=== Trecho fornecido ===
Como resultado do ataque e destruição, há um grande ódio contra os russos. Receio que a língua russa seja ainda mais suprimida na esfera pública do que foi o caso após as leis aprovadas por Poroshenko. O país multicultural em que nasci provavelmente está perdido para sempre.

É possível que um dia a reconciliação ocorra. Afinal, a Polônia e a França trabalham em estreita colaboração com a Alemanha dentro da UE, embora a Alemanha tenha causado enorme sofrimento a toda a Europa na Segunda Guerra Mundial. Mas isso exigiria mudanças políticas muito sérias na própria Rússia.

Jerko Bakotin

Mesmo antes da invasão, você escreveu que isso poderia desestabilizar a própria Rússia. Quais serão as consequências da guerra e das sanções para o regime de Putin?
=== Informações exibidas ===
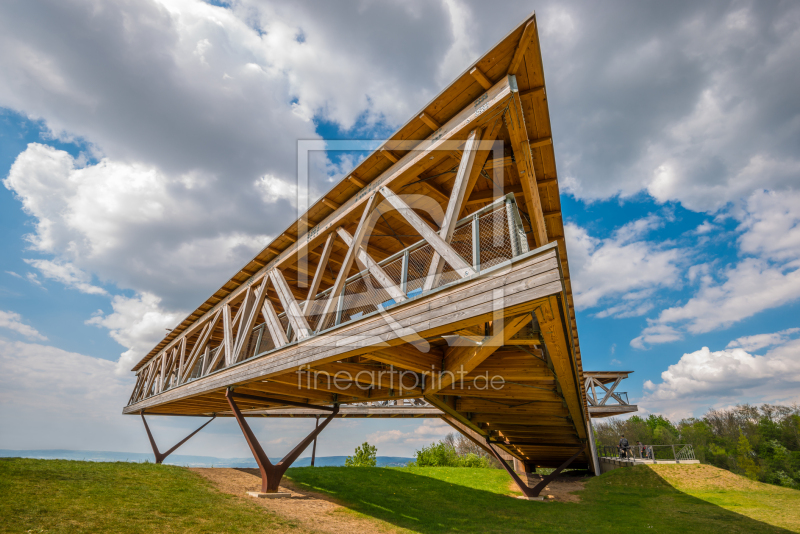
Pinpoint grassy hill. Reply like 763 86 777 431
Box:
0 459 800 534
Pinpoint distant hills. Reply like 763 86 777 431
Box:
0 449 414 467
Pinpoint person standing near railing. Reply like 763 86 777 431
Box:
617 434 631 458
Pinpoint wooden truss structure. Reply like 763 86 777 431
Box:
124 16 636 498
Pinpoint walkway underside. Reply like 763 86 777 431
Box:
124 245 590 466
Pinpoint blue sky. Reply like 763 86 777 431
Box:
0 0 800 456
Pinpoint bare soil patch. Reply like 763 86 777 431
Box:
649 464 764 491
191 468 397 534
509 477 586 502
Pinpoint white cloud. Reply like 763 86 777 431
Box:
536 2 800 212
639 339 800 418
0 310 47 340
726 328 800 352
0 337 146 452
737 191 800 266
4 143 274 309
631 320 681 349
86 293 187 375
25 260 108 295
367 418 453 447
631 191 800 348
565 215 682 317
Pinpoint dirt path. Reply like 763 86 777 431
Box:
508 477 586 502
191 468 398 534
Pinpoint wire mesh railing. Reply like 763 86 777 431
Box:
597 443 696 462
148 194 528 396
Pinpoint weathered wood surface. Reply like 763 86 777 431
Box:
125 247 562 413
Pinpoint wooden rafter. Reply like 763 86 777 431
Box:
422 128 481 291
269 269 311 339
379 187 476 278
336 227 406 302
320 193 375 324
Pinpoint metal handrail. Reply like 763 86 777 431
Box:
134 193 528 402
597 443 697 462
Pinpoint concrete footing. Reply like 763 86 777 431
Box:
247 491 292 499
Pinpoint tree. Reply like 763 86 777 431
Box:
344 441 378 467
736 432 758 480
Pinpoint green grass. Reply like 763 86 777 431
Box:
0 458 300 533
287 466 800 534
0 459 800 534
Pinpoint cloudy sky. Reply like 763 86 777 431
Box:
0 0 800 456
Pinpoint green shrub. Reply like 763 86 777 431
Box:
344 441 378 467
409 441 493 468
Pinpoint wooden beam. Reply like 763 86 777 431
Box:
422 128 481 291
320 197 342 211
505 76 548 247
381 148 397 163
508 19 536 74
519 85 547 98
469 67 492 91
217 306 233 368
419 111 442 132
269 269 311 339
534 296 586 438
379 186 476 278
319 193 375 326
530 137 553 148
466 184 522 204
336 226 406 302
137 76 511 369
459 125 501 217
432 313 531 394
314 362 422 395
232 276 268 363
261 300 289 349
364 345 442 375
303 232 336 315
347 174 367 189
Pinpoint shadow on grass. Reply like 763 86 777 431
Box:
278 467 789 534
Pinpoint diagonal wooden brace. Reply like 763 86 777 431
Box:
486 436 586 499
139 410 217 464
225 388 339 493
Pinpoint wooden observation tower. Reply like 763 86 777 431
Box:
123 15 636 497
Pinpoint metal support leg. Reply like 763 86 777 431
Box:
486 438 586 499
225 389 339 493
139 410 217 464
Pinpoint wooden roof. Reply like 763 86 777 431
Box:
133 9 580 371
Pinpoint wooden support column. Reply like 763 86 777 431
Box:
269 269 311 339
319 193 375 328
508 19 536 74
336 227 406 302
261 300 289 349
456 124 496 219
232 276 267 363
505 76 548 247
425 313 531 395
303 232 336 316
180 310 222 382
422 128 481 291
534 296 586 439
225 388 339 493
139 410 217 464
380 187 476 278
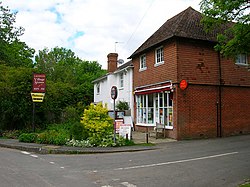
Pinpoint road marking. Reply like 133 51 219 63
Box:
114 152 239 170
121 182 136 187
21 151 30 155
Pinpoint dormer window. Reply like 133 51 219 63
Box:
120 73 124 88
140 54 147 71
236 53 247 65
155 47 164 66
96 84 100 95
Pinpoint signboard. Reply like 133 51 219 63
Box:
111 86 117 100
180 79 188 90
119 124 131 140
32 73 46 93
115 119 124 134
31 93 45 102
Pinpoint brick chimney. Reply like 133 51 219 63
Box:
107 53 118 73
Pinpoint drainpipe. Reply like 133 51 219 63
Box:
217 52 222 137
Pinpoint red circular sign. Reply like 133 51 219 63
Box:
180 79 188 90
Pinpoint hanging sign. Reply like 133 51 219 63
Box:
32 73 46 93
180 79 188 90
31 93 45 102
111 86 117 100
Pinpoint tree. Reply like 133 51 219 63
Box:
0 2 35 67
35 47 106 123
200 0 250 58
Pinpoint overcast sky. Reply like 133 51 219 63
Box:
2 0 201 69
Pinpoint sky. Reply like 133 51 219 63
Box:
0 0 201 69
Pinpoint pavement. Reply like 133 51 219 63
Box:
0 131 175 154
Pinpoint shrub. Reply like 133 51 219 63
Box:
81 104 113 141
116 101 129 111
36 130 69 145
18 133 37 143
70 122 88 140
2 130 21 139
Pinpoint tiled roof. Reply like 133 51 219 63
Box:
117 60 133 70
129 7 231 58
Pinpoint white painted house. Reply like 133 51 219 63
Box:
93 53 134 118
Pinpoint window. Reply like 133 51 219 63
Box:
155 47 164 65
96 84 100 94
120 73 124 88
136 92 173 129
236 54 247 65
140 54 147 70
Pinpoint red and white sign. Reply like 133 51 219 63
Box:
32 73 46 93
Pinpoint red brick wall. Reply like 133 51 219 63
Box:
221 58 250 86
174 85 218 139
222 87 250 136
133 39 250 140
177 40 219 84
133 42 177 87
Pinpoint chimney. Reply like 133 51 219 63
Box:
107 53 118 73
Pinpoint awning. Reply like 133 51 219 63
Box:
135 84 172 95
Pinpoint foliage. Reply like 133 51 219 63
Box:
2 130 21 139
70 122 88 140
0 65 32 130
35 47 105 123
36 130 69 145
66 133 134 147
0 2 35 67
18 133 37 143
0 2 106 130
200 0 250 57
115 101 129 111
81 104 113 142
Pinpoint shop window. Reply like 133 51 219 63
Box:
136 92 173 129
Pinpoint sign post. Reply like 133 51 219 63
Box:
31 73 46 132
111 86 118 143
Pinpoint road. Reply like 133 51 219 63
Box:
0 135 250 187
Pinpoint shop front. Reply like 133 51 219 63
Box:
135 83 173 133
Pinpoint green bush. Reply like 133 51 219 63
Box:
115 101 129 111
81 104 113 141
18 133 37 143
70 122 88 140
2 130 21 139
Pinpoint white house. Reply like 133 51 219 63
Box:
93 53 134 118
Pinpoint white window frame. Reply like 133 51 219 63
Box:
235 53 248 65
139 54 147 71
155 46 164 66
120 72 124 88
136 91 173 129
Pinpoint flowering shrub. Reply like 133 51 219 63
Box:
81 104 113 143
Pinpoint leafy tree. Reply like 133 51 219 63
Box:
35 47 106 123
200 0 250 57
0 2 35 67
0 65 33 129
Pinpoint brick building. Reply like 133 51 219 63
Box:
130 7 250 140
93 53 134 117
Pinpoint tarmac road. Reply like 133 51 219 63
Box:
0 135 250 187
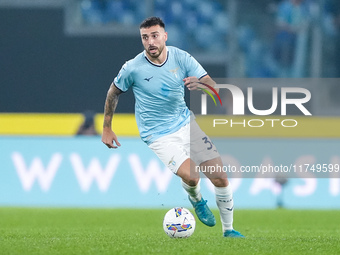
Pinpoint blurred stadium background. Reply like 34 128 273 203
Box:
0 0 340 209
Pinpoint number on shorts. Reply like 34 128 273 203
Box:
202 136 212 150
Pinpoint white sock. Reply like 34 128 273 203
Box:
215 183 234 233
182 180 202 202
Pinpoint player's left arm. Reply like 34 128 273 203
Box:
===
#### Problema a resolver
Pode reescrever o trecho fornecido começando em "Como resultado do" e seguindo até "na própria Rússia.", com "reconciliação" trocado por "reaproximação"?

#### Resultado abaixo
Como resultado do ataque e destruição, há um grande ódio contra os russos. Receio que a língua russa seja ainda mais suprimida na esfera pública do que foi o caso após as leis aprovadas por Poroshenko. O país multicultural em que nasci provavelmente está perdido para sempre.

É possível que um dia a reaproximação ocorra. Afinal, a Polônia e a França trabalham em estreita colaboração com a Alemanha dentro da UE, embora a Alemanha tenha causado enorme sofrimento a toda a Europa na Segunda Guerra Mundial. Mas isso exigiria mudanças políticas muito sérias na própria Rússia.